Data section:
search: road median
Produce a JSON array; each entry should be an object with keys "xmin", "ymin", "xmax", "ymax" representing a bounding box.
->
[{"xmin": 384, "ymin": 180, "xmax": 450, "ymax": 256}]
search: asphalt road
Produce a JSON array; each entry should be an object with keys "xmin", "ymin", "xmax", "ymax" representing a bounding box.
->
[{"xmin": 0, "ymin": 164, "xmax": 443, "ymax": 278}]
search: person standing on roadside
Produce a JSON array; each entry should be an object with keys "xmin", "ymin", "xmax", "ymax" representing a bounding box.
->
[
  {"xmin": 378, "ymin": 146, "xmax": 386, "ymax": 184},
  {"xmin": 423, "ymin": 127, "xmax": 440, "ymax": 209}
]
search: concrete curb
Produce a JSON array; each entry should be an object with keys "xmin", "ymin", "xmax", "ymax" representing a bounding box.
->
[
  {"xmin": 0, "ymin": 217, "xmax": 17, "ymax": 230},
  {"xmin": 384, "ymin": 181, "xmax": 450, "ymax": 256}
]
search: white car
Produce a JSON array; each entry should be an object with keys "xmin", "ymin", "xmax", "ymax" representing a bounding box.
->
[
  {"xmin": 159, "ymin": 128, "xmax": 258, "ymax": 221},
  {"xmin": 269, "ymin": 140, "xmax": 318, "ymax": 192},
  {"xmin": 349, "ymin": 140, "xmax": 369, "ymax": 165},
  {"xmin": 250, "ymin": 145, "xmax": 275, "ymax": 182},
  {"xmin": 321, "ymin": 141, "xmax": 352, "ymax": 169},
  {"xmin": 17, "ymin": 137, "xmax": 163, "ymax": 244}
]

Task: Would you please give the data above again, exactly as it appears?

Written solution:
search: road median
Produce a JSON array; each entry should be an object with keys "xmin", "ymin", "xmax", "ymax" representing a bounding box.
->
[{"xmin": 384, "ymin": 180, "xmax": 450, "ymax": 256}]
search: asphalt road
Produce a JSON array; each entry should be an object with keys "xmin", "ymin", "xmax", "ymax" representing a bounding box.
->
[{"xmin": 0, "ymin": 164, "xmax": 443, "ymax": 278}]
search: person standing on roadside
Produce a JSON array; each entry should be an object with keys "xmin", "ymin", "xmax", "ymax" representing a bounding box.
->
[
  {"xmin": 378, "ymin": 146, "xmax": 386, "ymax": 184},
  {"xmin": 423, "ymin": 127, "xmax": 440, "ymax": 209}
]
search: concrete curb
Produce a JSON array; each entry should be an object with keys "xmin", "ymin", "xmax", "ymax" representing a bounding box.
->
[
  {"xmin": 0, "ymin": 217, "xmax": 17, "ymax": 230},
  {"xmin": 384, "ymin": 181, "xmax": 450, "ymax": 256}
]
search: white car
Produce a JSON array; each entry should be an object with keys "xmin", "ymin", "xmax", "ymax" representing a bounding box.
->
[
  {"xmin": 159, "ymin": 128, "xmax": 258, "ymax": 221},
  {"xmin": 269, "ymin": 140, "xmax": 318, "ymax": 192},
  {"xmin": 349, "ymin": 140, "xmax": 369, "ymax": 165},
  {"xmin": 250, "ymin": 145, "xmax": 275, "ymax": 182},
  {"xmin": 321, "ymin": 141, "xmax": 352, "ymax": 169},
  {"xmin": 17, "ymin": 137, "xmax": 163, "ymax": 244}
]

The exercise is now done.